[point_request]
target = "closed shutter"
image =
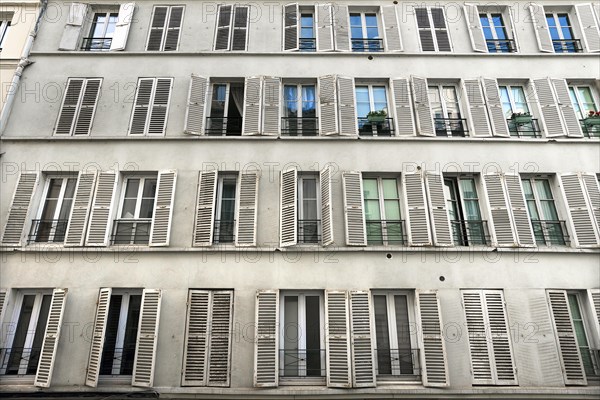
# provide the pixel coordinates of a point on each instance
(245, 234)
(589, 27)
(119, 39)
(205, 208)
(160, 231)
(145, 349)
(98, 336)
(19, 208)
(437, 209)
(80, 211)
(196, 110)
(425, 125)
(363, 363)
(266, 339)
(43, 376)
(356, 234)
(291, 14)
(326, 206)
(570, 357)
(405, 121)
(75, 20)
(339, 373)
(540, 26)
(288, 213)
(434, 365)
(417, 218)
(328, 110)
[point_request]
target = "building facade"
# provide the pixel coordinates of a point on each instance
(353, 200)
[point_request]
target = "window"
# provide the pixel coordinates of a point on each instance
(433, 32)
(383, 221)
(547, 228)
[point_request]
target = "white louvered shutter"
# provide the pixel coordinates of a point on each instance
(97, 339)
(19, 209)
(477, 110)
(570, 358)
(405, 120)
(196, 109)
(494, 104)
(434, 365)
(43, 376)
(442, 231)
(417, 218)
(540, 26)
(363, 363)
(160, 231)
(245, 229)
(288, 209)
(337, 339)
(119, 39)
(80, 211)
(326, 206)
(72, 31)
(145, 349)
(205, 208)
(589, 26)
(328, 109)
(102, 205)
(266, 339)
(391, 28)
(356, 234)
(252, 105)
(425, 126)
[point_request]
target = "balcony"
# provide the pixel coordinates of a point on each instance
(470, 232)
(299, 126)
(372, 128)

┄┄┄┄┄┄┄┄┄┄┄┄┄┄┄┄┄┄┄┄

List every line in the listing above that contains the word "shutter".

target = "closed shutter"
target = "white louvered shutter"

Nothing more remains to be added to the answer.